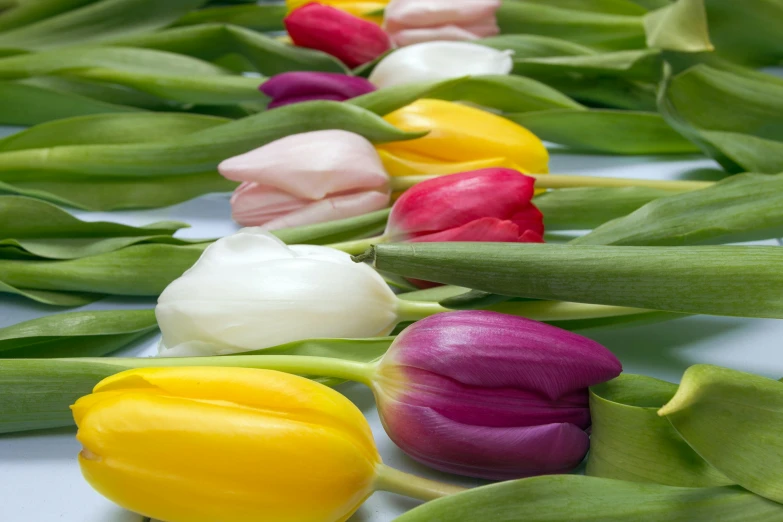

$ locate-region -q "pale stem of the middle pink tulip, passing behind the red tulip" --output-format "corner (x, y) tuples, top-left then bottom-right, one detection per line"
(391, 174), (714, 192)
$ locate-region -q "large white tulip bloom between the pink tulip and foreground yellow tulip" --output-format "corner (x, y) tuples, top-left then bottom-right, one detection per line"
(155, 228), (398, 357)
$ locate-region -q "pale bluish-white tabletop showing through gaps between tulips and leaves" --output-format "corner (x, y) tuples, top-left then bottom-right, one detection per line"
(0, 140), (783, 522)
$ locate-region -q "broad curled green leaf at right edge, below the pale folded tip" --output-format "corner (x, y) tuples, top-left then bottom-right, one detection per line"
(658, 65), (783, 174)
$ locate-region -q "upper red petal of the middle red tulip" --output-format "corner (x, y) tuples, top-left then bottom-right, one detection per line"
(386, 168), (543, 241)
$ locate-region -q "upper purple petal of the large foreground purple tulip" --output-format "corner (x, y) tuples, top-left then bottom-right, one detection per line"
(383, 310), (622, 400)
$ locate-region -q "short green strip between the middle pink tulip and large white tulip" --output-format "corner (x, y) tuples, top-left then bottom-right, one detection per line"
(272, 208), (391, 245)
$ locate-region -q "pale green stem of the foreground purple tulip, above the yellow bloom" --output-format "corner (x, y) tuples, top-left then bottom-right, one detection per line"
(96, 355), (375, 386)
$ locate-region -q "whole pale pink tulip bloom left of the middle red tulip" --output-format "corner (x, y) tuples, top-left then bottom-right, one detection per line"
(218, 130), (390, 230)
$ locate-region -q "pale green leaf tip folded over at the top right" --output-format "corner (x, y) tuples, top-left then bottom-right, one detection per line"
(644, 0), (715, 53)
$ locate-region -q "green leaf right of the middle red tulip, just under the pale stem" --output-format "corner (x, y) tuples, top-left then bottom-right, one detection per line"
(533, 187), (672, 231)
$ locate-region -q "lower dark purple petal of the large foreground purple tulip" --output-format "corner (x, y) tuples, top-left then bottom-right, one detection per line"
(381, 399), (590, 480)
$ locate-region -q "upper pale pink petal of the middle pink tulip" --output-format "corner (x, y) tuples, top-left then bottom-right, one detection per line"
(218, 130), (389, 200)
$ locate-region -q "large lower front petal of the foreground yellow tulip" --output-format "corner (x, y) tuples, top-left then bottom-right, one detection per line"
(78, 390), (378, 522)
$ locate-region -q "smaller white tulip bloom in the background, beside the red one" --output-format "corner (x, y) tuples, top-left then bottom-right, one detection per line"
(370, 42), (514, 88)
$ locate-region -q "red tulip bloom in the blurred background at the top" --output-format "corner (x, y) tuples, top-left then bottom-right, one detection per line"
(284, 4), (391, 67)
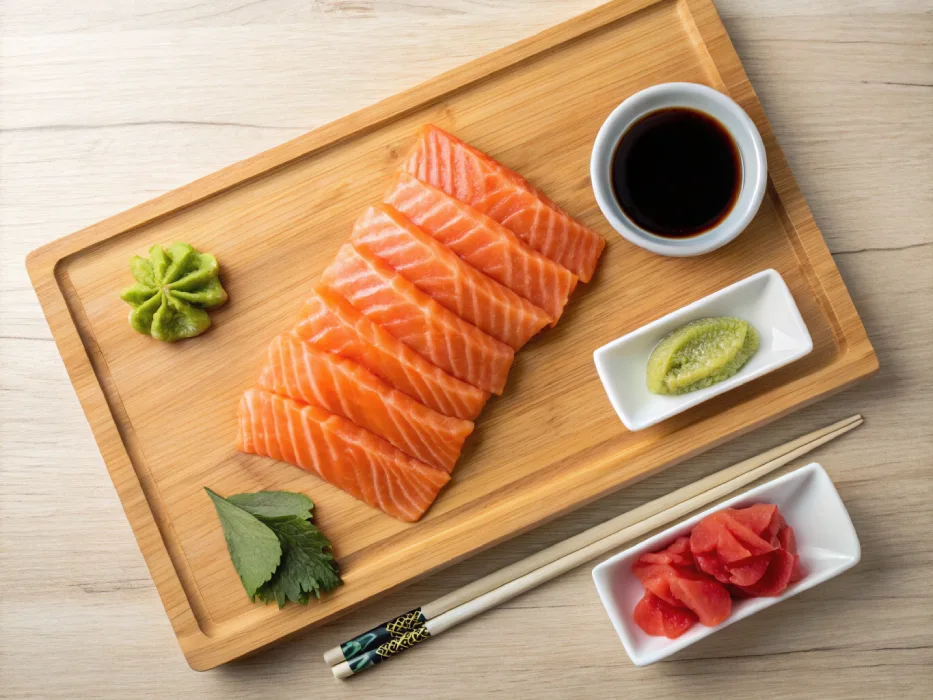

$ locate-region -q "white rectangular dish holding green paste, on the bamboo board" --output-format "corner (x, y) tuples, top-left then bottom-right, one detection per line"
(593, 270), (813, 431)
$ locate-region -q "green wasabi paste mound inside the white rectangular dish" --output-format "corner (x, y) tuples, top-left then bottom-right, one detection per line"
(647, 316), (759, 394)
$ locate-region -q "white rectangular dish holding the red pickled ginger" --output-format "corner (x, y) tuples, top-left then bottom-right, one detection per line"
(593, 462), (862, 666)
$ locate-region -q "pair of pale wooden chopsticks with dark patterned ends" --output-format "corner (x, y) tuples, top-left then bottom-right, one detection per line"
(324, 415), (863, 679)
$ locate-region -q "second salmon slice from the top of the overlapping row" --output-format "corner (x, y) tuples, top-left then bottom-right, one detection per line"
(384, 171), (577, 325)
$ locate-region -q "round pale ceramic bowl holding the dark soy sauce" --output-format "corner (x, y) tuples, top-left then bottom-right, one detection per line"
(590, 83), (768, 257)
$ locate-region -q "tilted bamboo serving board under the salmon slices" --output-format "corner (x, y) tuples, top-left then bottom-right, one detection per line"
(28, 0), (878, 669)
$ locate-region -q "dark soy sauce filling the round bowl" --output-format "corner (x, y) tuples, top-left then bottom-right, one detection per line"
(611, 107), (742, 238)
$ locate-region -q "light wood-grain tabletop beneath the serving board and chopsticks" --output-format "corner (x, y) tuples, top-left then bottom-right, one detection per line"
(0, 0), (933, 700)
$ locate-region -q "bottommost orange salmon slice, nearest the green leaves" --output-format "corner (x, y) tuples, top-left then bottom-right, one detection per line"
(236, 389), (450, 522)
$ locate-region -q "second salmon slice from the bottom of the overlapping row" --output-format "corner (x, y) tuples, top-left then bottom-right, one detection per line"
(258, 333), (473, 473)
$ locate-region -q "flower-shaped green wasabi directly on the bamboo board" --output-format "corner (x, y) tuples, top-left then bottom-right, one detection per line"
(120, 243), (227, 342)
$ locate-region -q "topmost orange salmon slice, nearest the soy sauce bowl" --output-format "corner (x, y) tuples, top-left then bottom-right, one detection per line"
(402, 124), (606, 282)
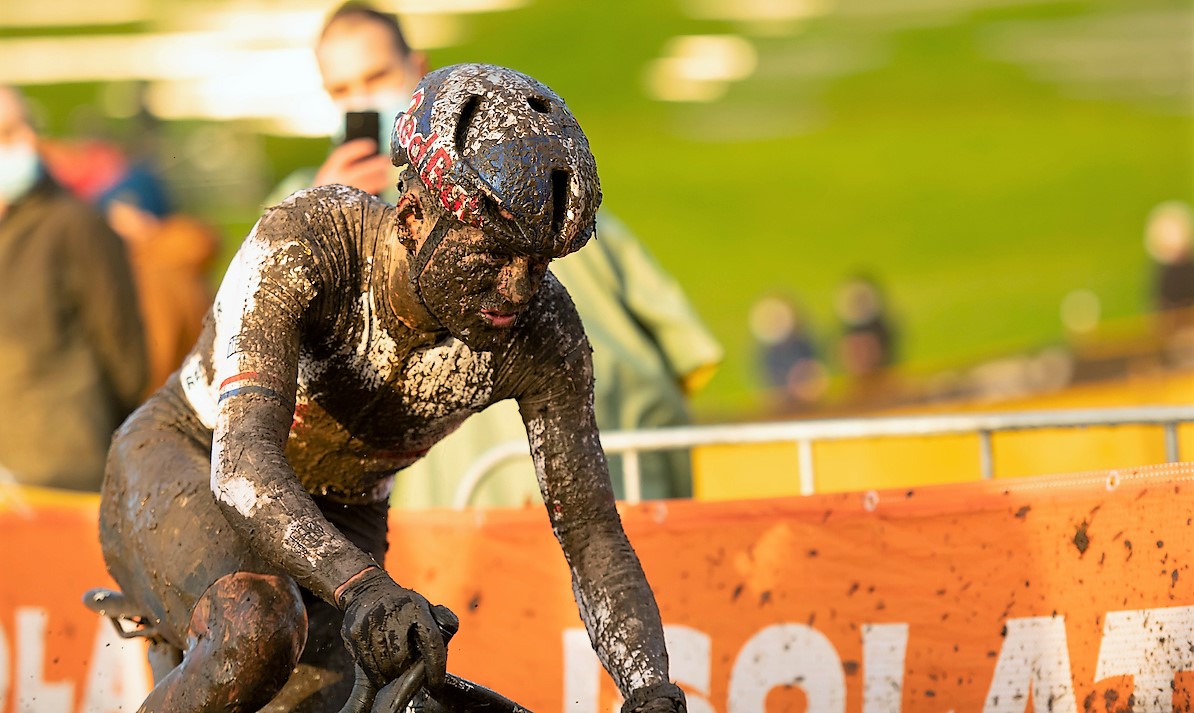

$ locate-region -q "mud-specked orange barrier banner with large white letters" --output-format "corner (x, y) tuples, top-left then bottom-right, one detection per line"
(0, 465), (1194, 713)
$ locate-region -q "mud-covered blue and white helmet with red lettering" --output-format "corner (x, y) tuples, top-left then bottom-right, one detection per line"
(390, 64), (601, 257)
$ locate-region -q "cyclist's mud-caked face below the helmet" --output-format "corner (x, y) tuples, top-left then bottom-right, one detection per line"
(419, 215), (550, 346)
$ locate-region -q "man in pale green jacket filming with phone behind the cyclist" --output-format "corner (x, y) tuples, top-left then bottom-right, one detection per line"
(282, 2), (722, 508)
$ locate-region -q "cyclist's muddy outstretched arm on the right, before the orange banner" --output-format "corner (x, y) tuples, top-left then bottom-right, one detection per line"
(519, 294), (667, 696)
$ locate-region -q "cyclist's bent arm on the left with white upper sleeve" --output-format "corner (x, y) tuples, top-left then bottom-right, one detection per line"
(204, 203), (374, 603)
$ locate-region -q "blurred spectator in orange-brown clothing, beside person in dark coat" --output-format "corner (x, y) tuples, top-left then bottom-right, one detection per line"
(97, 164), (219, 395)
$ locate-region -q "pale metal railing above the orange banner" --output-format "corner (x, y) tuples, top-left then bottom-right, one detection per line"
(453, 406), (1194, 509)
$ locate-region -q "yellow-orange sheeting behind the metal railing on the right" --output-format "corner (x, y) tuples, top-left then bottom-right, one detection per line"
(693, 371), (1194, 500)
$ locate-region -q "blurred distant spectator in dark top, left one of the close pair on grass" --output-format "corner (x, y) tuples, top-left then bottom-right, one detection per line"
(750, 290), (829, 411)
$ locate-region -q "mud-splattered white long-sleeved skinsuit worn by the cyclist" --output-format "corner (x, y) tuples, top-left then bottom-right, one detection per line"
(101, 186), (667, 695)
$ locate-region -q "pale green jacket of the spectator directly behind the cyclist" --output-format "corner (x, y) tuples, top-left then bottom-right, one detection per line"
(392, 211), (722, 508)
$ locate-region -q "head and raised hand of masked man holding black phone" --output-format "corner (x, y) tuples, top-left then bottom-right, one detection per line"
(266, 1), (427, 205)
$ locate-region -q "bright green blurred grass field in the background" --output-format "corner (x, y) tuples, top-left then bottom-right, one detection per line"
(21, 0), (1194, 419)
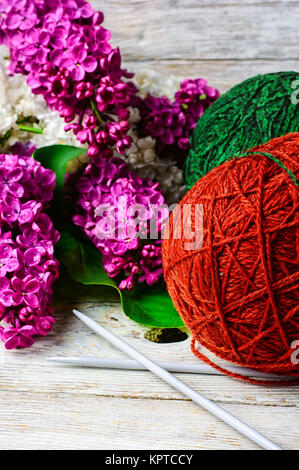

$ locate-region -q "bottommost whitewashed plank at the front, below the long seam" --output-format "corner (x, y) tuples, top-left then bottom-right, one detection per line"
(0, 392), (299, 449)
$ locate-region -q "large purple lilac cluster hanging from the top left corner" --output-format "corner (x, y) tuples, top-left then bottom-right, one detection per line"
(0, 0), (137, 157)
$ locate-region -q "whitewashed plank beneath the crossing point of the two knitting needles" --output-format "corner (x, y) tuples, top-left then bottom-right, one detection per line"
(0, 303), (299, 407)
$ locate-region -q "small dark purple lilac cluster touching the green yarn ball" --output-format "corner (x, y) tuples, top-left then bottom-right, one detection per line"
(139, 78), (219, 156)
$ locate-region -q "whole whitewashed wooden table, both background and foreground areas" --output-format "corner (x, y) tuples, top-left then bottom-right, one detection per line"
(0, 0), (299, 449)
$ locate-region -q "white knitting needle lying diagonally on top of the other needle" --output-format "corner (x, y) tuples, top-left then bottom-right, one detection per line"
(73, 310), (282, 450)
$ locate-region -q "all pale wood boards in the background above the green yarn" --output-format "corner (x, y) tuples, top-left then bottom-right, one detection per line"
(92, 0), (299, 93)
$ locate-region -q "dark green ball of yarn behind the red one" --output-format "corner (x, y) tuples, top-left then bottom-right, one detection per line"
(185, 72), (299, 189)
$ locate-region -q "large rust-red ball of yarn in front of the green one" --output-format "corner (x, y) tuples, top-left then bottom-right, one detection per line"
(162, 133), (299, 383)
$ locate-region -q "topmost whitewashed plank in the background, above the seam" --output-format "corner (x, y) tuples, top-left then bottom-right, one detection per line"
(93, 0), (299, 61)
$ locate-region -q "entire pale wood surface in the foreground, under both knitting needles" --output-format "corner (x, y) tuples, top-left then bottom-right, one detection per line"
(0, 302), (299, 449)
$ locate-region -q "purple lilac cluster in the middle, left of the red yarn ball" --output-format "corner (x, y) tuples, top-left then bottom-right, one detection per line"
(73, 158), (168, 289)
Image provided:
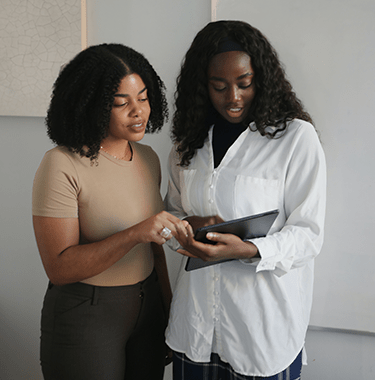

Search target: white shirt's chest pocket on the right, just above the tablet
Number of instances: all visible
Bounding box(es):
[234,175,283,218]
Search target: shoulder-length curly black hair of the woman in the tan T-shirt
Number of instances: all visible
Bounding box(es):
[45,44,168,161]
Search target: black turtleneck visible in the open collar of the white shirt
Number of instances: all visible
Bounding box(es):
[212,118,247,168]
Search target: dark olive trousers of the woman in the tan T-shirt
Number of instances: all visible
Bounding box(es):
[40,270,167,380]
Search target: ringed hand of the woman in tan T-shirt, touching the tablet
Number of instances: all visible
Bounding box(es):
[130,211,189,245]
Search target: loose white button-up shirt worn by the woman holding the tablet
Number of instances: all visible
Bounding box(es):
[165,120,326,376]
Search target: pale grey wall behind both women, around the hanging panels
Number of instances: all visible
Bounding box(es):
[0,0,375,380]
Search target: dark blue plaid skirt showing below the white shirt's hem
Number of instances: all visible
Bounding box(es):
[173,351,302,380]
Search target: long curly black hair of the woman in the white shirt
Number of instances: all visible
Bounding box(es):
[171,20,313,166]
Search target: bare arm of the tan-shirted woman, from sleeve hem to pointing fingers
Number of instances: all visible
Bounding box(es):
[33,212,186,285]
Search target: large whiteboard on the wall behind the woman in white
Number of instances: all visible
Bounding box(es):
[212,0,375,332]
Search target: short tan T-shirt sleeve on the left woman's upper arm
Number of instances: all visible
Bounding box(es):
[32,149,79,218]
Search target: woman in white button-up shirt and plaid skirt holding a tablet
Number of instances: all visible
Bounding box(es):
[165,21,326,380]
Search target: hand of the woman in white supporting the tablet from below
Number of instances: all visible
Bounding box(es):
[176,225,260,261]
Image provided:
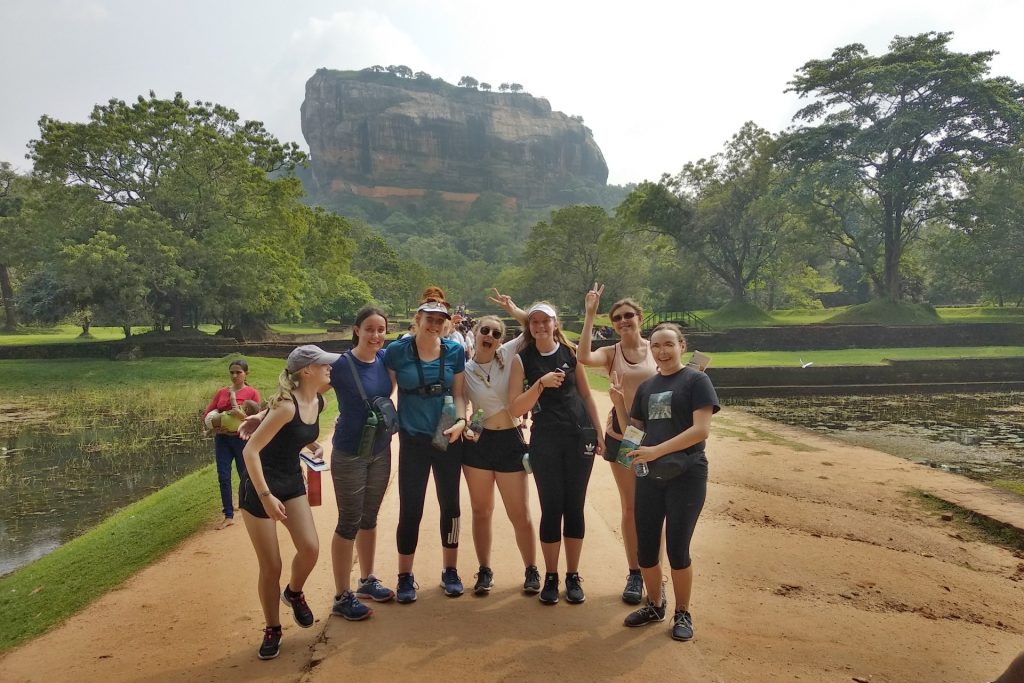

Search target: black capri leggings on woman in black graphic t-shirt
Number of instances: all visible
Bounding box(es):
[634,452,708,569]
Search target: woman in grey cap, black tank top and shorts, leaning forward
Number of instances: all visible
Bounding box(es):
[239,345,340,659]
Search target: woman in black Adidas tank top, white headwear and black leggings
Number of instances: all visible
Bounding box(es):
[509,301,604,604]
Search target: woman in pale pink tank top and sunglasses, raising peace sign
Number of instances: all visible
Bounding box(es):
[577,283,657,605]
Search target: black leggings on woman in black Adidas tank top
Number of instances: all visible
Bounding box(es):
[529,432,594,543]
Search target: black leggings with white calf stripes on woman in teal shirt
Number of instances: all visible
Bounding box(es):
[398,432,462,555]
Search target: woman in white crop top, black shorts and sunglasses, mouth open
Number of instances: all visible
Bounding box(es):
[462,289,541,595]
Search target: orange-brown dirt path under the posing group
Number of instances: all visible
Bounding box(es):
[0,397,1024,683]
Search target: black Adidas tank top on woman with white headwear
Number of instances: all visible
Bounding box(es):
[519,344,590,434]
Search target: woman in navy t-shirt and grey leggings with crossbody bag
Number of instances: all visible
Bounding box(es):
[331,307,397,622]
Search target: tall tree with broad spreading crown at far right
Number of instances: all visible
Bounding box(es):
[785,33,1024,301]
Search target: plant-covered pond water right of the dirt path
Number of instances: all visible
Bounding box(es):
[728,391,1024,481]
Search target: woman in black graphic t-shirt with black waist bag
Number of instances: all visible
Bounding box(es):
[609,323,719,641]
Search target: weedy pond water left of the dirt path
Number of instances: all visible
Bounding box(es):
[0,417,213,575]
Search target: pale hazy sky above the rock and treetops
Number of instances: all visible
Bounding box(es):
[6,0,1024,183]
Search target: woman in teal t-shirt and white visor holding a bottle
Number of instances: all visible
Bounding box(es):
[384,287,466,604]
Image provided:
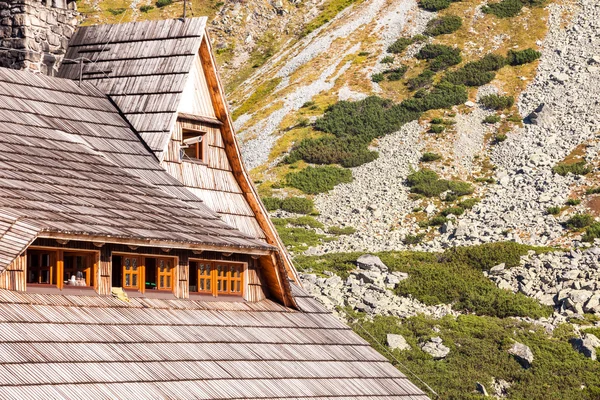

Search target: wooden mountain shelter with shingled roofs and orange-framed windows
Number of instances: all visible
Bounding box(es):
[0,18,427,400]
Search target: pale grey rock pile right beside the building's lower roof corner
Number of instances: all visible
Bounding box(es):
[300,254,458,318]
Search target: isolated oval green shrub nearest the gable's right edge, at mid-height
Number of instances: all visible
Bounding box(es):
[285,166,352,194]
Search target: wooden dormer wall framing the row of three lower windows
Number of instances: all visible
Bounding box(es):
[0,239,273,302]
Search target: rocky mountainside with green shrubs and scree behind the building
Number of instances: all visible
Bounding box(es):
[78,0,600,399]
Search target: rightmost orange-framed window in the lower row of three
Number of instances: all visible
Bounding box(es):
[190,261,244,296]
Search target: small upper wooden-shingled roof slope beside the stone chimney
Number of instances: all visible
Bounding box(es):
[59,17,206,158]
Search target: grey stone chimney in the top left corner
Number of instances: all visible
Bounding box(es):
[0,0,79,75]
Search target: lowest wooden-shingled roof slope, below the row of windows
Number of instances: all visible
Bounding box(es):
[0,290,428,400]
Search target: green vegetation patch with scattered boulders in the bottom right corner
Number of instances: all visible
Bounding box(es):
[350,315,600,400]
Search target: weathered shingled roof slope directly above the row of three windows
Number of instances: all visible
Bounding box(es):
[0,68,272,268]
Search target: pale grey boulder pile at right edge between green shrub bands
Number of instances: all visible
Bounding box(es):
────────
WHAT IS NEEDED
Looking over the records, find each line with the word "curly" and copy it.

THE ANSWER
Search target: shoulder-length curly black hair of the woman in the tan T-shirt
Search target: long curly black hair of the woman in the white shirt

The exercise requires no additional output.